"Do You Know (What It Takes)" is a song by Swedish singer and songwriter Robyn, released as the third single from her debut studio album, Robyn Is Here (1996). In the United Kingdom, it was issued as Robyn's second single in November 1996, while in the United States, it was released as her debut single the following year. The song was written by Robyn, Herbie Crichlow, Denniz Pop, and Max Martin, and it was produced by Pop and Martin.

In Robyn's native Sweden, "Do You Know (What It Takes)" was her second top-10 hit, peaking at number 10. It was her first top-10 single in the United States, reaching number seven on the Billboard Hot 100. In August 1998, the single was certified Gold in the US by the Recording Industry Association of America (RIAA) for sales of 500,000 copies. The single was slightly less successful in the United Kingdom, peaking at number 26 after a re-release in August 1997.

Critical reception
AllMusic editor Stephen Thomas Erlewine described the song as "dynamite" in his review of Robyn Is Here. Larry Flick from Billboard declared it as a "bright'n'bouncy ditty" and a "youth-driven smash". He complimented the singer's "oh-so-charming presence, which is sorta a hybrid of Brandy and Monica with a pinch of Mariah Carey", adding that Robyn "makes the most of the song's irresistibly sweet chorus and finger-poppin' funky backbeat." Dave Sholin from the Gavin Report noted that "rarely does word about a record spread as quickly as it has for this Swedish production." Pan-European magazine Music & Media stated that the 16-year old Robyn "has mastered the R&B genre to a T." They noted that she "supplies the sassy rhymes, while master-producer [Denniz] Pop takes care of the perky beats and poppy arrangements."

### DIRECTION A
In the text about the song "Do You Know (What It Takes)", rewrite the part starting at "In Robyn's native" and ending at "in August 1997.", putting "US singles chart" in place of "Billboard Hot 100".
### DIRECTION B
According to the text about "Do You Know (What It Takes)", what certification did the single receive in the US in August 1998?
### DIRECTION C
Pick up the text about the song "Do You Know (What It Takes)" after its final sentence and keep writing.

### MATERIAL

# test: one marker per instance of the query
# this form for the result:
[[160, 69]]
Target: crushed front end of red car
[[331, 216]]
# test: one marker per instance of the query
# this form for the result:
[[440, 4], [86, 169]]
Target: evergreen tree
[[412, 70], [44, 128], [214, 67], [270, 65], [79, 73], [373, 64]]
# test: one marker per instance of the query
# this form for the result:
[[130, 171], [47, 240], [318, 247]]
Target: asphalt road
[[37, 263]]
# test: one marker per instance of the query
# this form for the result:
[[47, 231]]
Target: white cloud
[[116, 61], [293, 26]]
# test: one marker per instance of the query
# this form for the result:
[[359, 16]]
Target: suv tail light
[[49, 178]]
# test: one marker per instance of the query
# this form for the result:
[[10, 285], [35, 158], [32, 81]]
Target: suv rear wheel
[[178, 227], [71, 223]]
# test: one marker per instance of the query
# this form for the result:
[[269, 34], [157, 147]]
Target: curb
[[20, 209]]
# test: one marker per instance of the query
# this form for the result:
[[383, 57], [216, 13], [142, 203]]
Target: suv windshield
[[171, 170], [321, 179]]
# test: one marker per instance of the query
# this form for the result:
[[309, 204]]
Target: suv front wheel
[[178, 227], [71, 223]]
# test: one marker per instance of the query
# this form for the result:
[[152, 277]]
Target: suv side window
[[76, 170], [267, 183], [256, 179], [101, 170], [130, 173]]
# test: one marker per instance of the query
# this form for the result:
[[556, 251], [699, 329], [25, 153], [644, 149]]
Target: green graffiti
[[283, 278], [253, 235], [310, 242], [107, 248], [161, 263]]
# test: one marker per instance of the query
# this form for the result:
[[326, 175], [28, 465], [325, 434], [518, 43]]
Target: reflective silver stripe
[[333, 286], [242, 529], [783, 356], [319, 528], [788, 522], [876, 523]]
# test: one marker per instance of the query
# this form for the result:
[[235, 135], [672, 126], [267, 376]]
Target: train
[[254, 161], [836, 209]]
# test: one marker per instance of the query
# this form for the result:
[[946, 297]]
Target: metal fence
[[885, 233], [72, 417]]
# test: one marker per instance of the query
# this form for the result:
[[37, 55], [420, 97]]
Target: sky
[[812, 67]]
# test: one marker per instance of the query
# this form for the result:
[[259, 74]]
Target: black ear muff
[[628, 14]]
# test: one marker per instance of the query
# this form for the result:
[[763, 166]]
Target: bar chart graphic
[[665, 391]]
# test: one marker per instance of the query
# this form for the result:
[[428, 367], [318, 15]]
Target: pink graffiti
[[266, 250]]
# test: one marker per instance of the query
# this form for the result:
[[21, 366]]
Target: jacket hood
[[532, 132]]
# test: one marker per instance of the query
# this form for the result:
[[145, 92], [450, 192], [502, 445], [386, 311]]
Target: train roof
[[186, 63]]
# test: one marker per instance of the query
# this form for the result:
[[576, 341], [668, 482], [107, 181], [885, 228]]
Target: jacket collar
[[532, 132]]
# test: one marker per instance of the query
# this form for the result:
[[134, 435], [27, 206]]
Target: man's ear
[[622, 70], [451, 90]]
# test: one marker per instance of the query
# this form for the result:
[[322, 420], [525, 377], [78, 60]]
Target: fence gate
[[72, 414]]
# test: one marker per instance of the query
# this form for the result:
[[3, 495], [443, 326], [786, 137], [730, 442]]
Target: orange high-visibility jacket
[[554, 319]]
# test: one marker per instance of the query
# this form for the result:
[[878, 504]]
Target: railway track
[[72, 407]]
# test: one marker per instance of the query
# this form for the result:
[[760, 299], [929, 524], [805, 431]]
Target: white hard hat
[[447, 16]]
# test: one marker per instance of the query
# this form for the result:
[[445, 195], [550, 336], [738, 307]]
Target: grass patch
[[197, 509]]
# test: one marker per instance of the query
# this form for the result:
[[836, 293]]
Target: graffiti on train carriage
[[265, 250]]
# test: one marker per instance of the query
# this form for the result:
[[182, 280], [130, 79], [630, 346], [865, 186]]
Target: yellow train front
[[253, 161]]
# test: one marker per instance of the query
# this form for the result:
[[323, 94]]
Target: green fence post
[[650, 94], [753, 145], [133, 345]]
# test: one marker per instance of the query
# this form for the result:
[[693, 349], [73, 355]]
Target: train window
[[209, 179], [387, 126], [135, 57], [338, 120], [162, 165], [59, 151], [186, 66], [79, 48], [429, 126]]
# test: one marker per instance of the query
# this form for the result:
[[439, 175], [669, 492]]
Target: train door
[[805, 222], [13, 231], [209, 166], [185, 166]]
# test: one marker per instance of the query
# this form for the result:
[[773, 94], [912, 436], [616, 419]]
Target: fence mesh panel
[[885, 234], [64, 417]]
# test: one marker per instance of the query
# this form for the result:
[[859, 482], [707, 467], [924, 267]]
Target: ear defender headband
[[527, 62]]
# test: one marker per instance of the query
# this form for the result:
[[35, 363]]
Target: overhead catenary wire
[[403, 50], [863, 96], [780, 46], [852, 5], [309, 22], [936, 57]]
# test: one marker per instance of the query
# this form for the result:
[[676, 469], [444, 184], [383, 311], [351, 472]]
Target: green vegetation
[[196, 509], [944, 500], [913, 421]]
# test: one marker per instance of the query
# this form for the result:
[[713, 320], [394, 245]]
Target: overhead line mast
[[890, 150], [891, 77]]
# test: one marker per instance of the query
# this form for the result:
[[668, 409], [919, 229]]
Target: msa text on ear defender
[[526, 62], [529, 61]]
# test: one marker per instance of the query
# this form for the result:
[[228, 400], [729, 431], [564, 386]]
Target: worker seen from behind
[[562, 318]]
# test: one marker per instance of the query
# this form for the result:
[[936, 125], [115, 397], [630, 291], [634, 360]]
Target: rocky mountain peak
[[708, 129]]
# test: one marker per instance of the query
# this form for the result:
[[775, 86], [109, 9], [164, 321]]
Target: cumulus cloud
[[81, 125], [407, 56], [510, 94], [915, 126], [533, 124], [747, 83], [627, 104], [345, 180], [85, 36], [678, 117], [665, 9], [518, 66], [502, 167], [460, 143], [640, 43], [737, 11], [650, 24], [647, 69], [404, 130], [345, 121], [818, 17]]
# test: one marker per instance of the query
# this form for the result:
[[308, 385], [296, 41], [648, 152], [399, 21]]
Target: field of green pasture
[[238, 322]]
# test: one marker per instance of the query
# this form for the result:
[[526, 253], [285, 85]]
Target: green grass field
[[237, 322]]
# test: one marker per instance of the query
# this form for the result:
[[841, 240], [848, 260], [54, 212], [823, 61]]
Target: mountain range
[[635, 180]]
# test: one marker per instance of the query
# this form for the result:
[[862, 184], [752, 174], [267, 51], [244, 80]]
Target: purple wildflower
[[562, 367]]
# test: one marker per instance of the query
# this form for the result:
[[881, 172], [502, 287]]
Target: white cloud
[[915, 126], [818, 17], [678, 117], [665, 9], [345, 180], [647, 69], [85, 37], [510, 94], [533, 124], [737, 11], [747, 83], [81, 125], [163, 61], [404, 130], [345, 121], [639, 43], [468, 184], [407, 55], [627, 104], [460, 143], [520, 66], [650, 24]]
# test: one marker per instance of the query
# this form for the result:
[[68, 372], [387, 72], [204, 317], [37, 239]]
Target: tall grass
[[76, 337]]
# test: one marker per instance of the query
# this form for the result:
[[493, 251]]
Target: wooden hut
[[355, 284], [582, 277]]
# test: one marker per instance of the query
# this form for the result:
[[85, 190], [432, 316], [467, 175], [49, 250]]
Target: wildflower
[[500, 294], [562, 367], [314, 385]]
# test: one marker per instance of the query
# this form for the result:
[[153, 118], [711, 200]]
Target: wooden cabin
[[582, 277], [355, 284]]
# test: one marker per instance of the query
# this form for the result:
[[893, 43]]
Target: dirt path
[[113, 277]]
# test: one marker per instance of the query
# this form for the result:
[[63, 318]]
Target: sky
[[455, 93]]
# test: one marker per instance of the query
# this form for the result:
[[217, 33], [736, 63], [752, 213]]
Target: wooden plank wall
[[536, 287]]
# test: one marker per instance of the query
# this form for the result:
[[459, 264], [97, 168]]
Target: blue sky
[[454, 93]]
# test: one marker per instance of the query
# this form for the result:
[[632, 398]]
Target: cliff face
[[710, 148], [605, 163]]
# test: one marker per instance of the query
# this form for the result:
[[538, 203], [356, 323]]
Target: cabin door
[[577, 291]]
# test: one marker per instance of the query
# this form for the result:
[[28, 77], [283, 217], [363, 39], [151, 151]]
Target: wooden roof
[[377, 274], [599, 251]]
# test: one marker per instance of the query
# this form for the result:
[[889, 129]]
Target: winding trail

### ANSWER A
In Robyn's native Sweden, "Do You Know (What It Takes)" was her second top-10 hit, peaking at number 10. It was her first top-10 single in the United States, reaching number seven on the US singles chart. In August 1998, the single was certified Gold in the US by the Recording Industry Association of America (RIAA) for sales of 500,000 copies. The single was slightly less successful in the United Kingdom, peaking at number 26 after a re-release in August 1997.

### ANSWER B
It was certified Gold by the RIAA for sales of 500,000 copies.

### ANSWER C
A reviewer from Music Week rated it four out of five, adding that the singer "delivers a slick uptempo number which could see her make the Top 40". It was also described as "irresistible". Kirstin Watson from Smash Hits viewed it as a "happy ditty" and a "right catchy little number". Ian Hyland from Sunday Mirror gave it nine out of ten, commenting, "Exploding the myth that Swedish popsters are all Paul Calf haircuts and Magnum moustaches, the girl Robyn shows she sure can funk. Large summer chorus in the house." David Sinclair from The Times called it a "pouting, pop-soul confection".

Music video

There were made two different versions of the music video for "Do You Know (What It Takes)"; a European version and a US version. The latter was directed by American director Kevin Bray. The European version was later published on Robyn's official YouTube channel in October 2009. It has amassed more than 2,1 million views as of September 2021.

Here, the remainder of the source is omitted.